(Records from a dataset)

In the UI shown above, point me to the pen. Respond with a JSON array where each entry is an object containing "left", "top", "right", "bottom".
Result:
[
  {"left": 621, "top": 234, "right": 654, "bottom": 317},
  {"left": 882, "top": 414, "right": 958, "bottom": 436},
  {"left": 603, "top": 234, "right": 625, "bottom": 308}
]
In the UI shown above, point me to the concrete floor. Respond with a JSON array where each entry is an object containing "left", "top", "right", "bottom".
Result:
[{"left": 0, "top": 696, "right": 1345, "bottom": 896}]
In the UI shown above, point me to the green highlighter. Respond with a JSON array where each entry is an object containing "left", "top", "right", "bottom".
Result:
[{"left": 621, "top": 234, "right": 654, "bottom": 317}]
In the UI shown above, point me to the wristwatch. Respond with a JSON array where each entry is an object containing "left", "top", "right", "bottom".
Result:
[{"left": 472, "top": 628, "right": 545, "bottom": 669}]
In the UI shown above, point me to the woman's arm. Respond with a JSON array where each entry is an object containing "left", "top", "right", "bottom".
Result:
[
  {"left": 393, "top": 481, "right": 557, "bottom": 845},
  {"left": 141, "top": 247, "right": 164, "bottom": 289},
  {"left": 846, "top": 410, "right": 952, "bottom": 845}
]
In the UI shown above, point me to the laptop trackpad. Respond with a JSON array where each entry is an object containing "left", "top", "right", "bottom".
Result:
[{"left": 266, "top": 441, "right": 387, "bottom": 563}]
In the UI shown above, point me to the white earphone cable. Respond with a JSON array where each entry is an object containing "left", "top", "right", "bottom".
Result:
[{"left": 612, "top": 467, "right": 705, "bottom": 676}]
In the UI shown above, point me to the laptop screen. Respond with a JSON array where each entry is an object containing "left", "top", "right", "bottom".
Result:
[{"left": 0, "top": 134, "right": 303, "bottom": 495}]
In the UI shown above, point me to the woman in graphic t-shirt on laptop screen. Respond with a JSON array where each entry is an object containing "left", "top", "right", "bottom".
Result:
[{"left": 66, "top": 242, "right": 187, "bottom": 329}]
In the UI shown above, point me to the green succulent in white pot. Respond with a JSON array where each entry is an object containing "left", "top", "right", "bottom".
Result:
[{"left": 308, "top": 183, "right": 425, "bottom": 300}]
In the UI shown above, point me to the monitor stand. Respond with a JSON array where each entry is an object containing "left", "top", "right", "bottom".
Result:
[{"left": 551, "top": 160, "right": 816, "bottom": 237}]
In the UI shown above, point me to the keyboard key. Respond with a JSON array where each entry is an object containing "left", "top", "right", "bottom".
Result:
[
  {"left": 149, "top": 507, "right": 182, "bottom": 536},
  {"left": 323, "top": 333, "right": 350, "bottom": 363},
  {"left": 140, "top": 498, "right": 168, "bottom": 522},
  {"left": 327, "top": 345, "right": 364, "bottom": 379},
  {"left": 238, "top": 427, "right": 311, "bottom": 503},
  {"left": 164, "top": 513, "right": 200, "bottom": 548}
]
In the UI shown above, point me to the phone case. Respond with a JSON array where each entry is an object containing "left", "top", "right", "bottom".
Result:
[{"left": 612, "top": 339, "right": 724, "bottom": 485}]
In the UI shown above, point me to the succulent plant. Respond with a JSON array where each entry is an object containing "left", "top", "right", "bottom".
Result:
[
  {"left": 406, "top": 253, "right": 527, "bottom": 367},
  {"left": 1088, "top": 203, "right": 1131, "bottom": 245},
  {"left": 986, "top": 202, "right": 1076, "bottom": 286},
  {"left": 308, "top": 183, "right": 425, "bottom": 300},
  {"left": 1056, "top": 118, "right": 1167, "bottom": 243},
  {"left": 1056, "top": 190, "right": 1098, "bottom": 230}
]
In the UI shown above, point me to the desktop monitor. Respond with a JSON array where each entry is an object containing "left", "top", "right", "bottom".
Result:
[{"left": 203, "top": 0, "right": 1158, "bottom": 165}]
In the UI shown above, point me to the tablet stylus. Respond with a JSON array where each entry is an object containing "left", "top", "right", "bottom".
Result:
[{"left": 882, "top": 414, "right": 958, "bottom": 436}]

- Task requirements: Reproduce the lines word for word, starting at the one holding "In the UI shown above, point me to the desktop" and ending at the final line of the material above.

- Full response:
In the UI shown above, point me to the desktop monitor. Respond with a JSON array where each entry is an object containing "left", "top", "right", "bottom".
Result:
[{"left": 203, "top": 0, "right": 1158, "bottom": 165}]
In the UI shown above, point me to the tablet stylus. Respond with a JSON array where each entry is an object containing "left", "top", "right", "bottom".
Result:
[{"left": 882, "top": 414, "right": 958, "bottom": 436}]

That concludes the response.